(Dataset items)
┄┄┄┄┄┄┄┄┄┄

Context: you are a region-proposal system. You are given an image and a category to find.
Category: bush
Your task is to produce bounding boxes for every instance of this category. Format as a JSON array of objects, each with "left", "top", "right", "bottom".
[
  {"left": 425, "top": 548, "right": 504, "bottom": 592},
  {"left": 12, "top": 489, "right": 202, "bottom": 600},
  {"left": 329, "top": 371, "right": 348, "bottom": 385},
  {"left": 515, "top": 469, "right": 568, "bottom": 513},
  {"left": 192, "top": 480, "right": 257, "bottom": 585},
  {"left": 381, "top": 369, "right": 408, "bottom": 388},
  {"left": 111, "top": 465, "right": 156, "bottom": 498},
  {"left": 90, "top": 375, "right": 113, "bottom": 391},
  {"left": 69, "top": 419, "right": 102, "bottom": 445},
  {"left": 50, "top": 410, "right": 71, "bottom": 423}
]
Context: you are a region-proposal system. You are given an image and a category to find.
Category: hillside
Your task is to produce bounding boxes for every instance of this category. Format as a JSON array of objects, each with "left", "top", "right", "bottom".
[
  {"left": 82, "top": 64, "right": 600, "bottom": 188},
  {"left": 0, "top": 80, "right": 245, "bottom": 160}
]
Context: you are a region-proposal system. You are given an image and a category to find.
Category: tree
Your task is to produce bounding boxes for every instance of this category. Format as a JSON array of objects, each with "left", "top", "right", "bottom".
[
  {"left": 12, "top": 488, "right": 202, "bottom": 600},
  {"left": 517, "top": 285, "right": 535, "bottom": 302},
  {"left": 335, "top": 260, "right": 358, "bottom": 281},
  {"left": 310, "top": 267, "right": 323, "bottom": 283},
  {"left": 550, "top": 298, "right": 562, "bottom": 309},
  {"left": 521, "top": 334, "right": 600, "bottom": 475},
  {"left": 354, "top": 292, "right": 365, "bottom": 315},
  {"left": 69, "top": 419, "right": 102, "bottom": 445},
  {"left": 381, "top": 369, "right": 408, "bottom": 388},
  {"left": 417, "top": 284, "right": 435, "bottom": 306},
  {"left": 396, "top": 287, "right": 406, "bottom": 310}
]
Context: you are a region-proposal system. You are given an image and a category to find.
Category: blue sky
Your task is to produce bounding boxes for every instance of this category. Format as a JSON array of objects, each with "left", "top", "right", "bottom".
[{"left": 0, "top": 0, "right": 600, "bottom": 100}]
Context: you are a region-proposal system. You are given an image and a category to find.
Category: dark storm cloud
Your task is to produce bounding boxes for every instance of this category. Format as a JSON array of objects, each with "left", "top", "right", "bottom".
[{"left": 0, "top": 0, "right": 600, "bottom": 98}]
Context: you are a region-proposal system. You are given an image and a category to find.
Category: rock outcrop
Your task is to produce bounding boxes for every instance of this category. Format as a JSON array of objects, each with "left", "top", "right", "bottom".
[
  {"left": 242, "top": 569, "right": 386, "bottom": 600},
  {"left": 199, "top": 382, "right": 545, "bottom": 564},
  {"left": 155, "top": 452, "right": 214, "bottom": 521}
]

┄┄┄┄┄┄┄┄┄┄

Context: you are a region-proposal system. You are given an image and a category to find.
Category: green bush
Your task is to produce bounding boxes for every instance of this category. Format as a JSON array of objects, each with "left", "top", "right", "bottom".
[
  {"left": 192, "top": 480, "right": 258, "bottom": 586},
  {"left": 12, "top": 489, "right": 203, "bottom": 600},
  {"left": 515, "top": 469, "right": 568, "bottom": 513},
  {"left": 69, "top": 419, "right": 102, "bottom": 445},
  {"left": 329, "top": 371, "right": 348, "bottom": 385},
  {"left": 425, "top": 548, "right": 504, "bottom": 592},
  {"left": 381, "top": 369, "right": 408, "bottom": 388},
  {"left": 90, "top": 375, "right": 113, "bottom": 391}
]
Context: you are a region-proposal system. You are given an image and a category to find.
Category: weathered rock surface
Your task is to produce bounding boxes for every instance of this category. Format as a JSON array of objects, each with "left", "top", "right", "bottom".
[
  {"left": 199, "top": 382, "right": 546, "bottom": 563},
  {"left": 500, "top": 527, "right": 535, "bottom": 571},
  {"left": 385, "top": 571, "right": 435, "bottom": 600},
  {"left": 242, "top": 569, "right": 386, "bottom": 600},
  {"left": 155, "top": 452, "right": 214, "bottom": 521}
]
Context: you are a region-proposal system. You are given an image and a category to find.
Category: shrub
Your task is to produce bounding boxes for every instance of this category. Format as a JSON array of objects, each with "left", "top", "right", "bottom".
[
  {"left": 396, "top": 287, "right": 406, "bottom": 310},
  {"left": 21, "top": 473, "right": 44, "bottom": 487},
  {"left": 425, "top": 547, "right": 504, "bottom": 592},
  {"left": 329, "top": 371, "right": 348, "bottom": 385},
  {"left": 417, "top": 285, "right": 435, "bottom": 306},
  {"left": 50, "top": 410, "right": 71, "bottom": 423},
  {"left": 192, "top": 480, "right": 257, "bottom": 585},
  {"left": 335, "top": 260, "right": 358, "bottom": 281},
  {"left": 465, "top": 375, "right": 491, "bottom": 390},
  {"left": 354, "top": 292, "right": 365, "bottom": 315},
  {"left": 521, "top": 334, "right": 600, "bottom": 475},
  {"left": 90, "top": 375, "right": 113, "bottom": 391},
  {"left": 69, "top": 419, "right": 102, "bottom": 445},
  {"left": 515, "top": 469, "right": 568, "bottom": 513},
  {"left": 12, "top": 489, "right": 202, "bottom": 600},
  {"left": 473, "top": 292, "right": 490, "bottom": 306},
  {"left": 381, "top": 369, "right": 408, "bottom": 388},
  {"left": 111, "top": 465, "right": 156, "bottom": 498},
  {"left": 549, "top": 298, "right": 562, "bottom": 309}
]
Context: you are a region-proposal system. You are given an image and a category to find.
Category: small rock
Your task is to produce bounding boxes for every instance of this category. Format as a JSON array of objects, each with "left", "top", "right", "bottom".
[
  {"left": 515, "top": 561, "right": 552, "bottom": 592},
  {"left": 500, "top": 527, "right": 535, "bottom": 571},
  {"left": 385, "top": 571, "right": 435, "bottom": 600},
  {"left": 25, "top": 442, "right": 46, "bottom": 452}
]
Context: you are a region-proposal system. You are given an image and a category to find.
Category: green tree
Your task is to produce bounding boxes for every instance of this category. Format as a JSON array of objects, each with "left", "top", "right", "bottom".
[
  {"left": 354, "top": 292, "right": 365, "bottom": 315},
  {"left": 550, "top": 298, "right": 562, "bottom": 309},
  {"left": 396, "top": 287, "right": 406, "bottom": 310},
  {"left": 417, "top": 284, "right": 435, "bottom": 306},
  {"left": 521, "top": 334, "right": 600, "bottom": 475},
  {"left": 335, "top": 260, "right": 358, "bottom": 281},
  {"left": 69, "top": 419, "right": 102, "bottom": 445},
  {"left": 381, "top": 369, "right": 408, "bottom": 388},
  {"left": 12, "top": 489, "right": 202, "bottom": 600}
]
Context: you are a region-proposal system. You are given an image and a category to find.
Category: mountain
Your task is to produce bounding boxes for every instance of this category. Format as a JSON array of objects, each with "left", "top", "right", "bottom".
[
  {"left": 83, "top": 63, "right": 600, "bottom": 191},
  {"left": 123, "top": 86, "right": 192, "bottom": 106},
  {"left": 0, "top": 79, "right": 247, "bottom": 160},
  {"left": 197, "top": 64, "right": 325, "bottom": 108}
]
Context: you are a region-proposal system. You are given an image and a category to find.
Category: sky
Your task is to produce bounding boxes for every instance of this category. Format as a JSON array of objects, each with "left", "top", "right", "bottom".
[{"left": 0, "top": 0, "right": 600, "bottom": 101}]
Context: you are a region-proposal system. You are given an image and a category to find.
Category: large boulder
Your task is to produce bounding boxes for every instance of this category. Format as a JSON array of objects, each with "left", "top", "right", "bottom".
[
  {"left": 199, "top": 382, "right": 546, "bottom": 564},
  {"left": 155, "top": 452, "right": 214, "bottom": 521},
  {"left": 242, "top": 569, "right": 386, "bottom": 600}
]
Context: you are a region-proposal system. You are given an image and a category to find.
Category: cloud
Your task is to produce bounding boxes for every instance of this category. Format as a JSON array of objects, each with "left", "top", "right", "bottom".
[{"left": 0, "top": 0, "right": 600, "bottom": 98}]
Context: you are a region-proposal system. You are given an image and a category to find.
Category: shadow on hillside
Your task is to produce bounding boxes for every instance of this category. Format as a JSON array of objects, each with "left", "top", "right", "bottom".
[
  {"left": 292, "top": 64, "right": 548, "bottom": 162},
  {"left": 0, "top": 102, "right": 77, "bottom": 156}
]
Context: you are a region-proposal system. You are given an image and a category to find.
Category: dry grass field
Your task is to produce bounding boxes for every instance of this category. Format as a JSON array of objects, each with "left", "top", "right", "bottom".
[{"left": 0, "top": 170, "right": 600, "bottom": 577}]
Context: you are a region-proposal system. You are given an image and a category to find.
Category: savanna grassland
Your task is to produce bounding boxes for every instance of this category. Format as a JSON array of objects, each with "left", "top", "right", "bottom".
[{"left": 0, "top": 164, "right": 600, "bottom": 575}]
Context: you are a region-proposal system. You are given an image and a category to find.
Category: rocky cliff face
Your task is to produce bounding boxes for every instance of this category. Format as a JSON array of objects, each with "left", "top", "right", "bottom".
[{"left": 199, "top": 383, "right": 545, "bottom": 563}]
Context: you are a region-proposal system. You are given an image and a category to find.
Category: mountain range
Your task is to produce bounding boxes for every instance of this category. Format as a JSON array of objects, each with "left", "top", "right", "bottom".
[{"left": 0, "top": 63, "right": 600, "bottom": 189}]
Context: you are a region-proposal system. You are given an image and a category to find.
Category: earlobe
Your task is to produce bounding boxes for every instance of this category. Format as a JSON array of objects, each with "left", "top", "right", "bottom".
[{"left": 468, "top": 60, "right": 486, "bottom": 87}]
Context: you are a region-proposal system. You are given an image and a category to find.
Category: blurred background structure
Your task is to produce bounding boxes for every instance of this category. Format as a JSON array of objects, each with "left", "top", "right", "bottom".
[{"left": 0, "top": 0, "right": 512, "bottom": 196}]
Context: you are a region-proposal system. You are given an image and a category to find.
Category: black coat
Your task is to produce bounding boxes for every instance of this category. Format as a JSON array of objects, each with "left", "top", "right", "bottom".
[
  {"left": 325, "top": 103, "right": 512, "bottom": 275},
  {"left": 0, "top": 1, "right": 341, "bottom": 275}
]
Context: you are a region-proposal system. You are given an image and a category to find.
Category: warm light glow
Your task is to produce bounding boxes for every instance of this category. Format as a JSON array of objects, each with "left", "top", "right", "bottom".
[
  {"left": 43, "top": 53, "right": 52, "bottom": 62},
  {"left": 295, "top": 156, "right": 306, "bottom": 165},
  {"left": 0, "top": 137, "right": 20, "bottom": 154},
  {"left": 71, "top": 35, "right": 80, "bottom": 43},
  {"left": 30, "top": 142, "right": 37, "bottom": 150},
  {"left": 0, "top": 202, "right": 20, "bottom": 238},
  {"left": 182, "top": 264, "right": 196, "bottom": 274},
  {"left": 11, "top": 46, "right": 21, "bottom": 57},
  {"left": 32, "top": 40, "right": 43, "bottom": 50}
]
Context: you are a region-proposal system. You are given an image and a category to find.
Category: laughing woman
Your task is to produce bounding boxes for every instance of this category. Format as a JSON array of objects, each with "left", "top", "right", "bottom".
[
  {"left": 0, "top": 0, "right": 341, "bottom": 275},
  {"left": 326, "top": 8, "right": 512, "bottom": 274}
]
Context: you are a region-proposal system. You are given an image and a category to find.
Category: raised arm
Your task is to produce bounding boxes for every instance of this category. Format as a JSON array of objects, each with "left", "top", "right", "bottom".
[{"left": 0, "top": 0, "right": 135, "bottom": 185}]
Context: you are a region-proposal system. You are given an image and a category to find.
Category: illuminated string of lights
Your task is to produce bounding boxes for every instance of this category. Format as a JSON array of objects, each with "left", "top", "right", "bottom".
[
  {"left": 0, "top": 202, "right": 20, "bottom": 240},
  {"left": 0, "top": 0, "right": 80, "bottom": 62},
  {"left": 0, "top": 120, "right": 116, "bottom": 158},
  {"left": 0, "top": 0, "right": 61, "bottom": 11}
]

┄┄┄┄┄┄┄┄┄┄

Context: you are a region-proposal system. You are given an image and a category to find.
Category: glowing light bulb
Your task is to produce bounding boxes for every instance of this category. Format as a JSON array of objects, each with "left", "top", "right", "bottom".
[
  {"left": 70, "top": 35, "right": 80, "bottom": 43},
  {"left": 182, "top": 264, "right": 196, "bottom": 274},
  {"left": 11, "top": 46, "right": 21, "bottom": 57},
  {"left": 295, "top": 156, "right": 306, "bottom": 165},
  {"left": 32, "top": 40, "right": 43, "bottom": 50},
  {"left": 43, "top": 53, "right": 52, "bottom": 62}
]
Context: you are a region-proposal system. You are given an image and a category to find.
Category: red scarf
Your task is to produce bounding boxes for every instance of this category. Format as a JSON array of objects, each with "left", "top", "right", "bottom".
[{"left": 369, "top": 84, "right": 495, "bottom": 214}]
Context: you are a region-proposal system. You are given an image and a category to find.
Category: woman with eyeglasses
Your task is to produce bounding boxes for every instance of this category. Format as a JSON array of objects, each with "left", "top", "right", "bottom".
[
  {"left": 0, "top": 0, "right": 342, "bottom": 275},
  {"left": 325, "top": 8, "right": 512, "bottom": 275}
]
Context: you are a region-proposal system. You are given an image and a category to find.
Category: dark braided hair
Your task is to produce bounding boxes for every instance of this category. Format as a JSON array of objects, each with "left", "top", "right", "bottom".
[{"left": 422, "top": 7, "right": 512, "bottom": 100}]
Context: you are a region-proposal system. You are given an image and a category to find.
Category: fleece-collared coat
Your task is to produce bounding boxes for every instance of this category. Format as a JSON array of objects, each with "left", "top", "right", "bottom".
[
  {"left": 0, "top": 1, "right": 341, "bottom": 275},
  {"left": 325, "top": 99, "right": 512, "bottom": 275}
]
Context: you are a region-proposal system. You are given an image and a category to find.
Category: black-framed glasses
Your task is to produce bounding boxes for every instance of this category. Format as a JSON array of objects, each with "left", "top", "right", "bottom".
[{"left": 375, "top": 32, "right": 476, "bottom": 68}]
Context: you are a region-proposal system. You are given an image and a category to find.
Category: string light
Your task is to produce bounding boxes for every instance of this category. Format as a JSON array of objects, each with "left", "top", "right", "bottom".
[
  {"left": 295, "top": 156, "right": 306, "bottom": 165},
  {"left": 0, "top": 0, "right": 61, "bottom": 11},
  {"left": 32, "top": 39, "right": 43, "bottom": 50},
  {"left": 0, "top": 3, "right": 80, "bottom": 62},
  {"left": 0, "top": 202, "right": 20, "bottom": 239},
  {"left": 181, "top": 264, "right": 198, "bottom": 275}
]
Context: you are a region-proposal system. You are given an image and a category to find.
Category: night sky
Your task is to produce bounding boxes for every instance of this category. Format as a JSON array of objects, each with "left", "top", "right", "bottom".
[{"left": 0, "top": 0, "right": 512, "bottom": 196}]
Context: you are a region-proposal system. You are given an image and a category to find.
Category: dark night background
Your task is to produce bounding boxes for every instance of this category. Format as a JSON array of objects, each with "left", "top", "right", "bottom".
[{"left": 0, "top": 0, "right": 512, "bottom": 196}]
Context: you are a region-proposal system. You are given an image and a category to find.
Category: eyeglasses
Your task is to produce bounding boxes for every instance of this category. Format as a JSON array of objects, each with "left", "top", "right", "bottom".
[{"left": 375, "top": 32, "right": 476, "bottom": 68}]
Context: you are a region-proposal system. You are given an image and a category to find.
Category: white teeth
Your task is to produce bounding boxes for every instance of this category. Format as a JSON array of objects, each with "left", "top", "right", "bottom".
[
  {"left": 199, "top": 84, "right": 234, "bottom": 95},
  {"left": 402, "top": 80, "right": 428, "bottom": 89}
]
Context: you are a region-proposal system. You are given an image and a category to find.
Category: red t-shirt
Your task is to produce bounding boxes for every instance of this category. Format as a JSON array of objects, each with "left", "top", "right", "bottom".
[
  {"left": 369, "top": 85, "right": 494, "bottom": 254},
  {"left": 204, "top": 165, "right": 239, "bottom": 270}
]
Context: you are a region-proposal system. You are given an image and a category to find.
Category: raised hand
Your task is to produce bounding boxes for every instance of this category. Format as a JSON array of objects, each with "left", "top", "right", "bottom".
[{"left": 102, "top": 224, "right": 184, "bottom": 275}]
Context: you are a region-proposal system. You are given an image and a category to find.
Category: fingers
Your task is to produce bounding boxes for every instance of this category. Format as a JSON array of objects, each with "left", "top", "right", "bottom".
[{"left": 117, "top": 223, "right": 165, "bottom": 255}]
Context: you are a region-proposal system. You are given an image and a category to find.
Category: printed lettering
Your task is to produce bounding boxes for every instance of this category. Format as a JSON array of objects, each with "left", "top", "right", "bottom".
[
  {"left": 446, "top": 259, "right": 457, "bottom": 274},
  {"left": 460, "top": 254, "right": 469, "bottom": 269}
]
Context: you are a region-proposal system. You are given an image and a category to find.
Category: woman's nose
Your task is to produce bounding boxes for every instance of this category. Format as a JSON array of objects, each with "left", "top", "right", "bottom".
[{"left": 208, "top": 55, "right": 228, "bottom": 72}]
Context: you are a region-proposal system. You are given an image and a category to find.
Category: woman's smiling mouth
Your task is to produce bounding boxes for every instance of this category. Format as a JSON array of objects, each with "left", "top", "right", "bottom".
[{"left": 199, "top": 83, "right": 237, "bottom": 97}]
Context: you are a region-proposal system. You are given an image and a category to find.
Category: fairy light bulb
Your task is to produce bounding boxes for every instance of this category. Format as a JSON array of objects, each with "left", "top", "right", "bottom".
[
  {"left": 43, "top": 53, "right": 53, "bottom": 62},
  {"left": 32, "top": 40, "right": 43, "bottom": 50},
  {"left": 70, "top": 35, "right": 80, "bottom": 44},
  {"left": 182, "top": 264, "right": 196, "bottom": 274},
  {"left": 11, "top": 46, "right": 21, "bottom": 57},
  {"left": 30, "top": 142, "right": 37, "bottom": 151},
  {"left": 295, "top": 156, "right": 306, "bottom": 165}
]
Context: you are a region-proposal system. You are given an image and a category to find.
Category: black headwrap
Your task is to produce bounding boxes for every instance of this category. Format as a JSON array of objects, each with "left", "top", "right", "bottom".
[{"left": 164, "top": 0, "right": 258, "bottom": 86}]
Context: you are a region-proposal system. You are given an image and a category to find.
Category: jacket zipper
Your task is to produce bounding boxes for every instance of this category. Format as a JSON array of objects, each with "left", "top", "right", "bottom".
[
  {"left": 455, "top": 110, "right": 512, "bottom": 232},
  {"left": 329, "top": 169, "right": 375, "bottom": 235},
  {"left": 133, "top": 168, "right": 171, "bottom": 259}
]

┄┄┄┄┄┄┄┄┄┄

What you need to do: Please count the lines in the items above that contain the string "eyeglasses" and reply with the number alone.

Response to the task: 2